[Labeled-object pointing records]
☆ ☆ ☆ ☆ ☆
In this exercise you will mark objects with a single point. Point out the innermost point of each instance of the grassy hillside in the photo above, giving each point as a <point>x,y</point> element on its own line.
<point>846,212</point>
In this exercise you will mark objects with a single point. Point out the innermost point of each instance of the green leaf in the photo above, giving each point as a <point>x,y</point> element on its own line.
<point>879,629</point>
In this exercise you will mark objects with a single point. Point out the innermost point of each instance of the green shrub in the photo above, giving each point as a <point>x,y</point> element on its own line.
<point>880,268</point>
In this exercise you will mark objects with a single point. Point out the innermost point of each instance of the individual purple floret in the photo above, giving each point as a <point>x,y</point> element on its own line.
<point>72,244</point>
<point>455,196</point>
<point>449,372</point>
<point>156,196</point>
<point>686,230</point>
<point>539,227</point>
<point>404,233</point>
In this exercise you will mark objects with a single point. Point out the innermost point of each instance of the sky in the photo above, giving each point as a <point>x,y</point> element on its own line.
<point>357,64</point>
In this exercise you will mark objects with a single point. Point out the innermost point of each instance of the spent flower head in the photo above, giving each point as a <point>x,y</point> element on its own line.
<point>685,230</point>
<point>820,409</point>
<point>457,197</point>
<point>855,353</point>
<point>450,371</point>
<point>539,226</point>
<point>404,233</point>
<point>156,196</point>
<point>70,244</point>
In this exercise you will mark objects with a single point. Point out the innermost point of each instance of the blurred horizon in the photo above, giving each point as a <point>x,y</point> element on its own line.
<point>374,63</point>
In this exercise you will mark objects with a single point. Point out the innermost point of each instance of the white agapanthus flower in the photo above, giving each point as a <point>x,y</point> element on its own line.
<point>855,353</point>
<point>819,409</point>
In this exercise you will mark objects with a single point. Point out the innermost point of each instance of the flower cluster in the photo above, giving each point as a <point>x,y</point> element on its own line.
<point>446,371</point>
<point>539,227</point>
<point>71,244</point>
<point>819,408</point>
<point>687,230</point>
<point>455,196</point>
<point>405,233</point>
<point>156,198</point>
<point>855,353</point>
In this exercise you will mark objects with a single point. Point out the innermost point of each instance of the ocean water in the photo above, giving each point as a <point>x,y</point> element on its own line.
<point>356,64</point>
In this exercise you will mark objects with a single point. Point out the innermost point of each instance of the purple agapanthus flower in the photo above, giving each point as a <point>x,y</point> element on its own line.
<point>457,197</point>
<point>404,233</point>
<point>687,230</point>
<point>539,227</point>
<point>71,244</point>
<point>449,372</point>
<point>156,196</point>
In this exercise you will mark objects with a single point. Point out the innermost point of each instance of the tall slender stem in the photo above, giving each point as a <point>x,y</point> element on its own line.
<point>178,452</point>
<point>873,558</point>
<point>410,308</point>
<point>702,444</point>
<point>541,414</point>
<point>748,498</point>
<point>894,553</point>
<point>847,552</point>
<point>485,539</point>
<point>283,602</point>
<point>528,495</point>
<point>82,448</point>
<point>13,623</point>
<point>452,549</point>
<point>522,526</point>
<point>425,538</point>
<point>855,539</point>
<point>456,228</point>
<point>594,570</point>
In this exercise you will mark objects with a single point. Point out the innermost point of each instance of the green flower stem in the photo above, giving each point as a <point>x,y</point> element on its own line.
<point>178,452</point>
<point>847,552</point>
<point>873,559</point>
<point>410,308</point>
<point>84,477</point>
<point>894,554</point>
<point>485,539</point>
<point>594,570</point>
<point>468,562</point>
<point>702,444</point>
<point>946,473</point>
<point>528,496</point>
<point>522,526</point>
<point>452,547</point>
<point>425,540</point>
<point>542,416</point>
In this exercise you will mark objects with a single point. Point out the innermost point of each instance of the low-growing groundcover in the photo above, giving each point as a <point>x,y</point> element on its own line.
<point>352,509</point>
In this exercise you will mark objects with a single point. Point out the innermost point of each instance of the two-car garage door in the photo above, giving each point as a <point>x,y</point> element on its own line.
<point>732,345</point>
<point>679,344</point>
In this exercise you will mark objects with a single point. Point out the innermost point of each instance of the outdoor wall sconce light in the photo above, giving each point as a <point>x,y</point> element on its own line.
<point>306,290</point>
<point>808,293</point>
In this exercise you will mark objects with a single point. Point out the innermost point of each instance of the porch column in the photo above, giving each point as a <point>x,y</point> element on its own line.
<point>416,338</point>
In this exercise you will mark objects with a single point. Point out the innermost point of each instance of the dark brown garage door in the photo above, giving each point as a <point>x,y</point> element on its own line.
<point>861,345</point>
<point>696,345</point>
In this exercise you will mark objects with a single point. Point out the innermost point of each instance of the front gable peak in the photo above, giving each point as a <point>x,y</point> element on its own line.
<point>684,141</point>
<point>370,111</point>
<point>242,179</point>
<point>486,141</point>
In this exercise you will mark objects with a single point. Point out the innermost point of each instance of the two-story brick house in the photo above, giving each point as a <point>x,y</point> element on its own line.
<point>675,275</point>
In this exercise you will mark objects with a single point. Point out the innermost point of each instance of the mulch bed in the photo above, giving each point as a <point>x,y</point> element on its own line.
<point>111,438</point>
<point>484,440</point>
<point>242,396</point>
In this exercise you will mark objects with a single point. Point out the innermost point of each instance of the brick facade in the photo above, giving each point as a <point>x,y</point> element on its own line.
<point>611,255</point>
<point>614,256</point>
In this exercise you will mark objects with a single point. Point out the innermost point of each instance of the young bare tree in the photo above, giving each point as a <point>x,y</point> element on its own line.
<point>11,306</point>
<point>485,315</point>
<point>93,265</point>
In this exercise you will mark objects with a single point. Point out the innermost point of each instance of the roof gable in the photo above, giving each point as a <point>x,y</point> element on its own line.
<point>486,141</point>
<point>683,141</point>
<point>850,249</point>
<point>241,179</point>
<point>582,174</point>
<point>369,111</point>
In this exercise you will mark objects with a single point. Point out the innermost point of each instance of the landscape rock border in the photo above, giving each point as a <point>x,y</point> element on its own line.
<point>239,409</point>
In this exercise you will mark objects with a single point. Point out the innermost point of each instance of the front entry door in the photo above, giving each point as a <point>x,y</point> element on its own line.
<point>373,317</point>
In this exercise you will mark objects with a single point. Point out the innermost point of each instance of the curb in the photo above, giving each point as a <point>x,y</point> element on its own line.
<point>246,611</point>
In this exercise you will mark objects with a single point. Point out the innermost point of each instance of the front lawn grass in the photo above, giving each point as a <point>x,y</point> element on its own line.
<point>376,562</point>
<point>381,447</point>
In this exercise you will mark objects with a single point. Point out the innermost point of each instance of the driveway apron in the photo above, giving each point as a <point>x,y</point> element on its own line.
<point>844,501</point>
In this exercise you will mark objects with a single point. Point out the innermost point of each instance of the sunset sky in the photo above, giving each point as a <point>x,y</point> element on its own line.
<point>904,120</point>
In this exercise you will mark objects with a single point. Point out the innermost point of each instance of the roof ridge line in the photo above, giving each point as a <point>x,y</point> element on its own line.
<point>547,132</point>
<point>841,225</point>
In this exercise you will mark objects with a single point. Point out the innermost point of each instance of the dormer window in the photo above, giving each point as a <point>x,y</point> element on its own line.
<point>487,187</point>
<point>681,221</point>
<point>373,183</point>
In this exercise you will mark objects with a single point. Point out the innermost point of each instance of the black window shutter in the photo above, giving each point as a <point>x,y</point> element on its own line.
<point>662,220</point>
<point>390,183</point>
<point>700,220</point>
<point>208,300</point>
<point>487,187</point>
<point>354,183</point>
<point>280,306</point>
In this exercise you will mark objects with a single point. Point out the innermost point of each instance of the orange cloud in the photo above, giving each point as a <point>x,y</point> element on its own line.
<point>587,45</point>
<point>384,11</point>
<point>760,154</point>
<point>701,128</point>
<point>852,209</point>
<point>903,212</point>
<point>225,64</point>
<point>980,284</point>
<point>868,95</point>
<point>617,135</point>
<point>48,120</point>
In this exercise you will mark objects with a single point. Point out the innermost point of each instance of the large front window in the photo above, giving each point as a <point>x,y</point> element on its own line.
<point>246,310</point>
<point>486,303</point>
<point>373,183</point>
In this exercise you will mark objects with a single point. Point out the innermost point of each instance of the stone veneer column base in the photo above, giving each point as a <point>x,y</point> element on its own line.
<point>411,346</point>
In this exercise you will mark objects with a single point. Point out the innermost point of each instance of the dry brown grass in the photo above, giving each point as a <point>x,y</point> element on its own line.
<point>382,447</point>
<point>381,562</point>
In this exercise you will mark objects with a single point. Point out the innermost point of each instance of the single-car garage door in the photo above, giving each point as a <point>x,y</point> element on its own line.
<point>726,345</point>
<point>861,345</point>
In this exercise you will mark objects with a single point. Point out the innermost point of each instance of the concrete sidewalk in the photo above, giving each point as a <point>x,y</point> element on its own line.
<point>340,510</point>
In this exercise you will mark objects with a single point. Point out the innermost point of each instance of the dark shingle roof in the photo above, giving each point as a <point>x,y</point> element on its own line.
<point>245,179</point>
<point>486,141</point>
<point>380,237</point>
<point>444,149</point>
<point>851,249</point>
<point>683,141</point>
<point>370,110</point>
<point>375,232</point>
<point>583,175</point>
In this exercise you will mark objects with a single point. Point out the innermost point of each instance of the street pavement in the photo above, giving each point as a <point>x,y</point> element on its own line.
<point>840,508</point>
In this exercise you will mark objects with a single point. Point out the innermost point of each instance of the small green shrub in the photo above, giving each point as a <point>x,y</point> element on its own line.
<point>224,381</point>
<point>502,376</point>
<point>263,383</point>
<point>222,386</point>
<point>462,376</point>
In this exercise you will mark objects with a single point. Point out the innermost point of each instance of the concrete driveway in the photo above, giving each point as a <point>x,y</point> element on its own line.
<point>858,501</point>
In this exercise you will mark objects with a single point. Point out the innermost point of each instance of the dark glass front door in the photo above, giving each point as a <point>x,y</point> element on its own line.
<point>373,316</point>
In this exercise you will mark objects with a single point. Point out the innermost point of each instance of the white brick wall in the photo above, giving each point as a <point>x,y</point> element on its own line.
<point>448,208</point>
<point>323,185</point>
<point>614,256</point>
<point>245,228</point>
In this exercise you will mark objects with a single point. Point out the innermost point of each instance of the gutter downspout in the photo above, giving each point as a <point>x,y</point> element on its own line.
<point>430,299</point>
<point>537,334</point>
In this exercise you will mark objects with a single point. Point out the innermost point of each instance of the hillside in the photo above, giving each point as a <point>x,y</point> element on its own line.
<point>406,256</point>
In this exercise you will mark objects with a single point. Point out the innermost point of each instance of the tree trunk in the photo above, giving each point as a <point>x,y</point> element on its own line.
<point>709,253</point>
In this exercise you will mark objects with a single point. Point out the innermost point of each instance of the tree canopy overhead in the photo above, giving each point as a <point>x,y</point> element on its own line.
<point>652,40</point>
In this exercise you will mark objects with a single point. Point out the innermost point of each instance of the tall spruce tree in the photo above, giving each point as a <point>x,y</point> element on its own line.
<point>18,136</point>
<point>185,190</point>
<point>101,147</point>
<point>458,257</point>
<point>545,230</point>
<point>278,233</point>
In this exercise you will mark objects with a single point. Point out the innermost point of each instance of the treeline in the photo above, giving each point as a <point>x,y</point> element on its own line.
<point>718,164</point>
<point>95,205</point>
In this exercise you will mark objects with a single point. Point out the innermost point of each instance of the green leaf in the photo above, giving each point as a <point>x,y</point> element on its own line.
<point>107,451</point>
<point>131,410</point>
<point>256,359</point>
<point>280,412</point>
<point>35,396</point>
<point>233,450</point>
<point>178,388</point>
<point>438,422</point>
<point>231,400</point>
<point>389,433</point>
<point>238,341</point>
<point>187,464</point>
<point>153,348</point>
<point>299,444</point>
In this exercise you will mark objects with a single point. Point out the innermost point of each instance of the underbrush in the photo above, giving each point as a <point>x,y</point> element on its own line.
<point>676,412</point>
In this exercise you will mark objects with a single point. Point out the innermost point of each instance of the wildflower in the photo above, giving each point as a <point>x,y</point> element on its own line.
☆ ☆ ☆ ☆ ☆
EXERCISE OBJECTIVE:
Reproduce the records above verbatim, from their beginning through the line containing "<point>846,212</point>".

RESULT BELOW:
In this exercise you will mark objects with a single point. Point out the innermost point of each instance of the grassy hillside in the photo above, giving each point as a <point>x,y</point> element on its own line.
<point>846,212</point>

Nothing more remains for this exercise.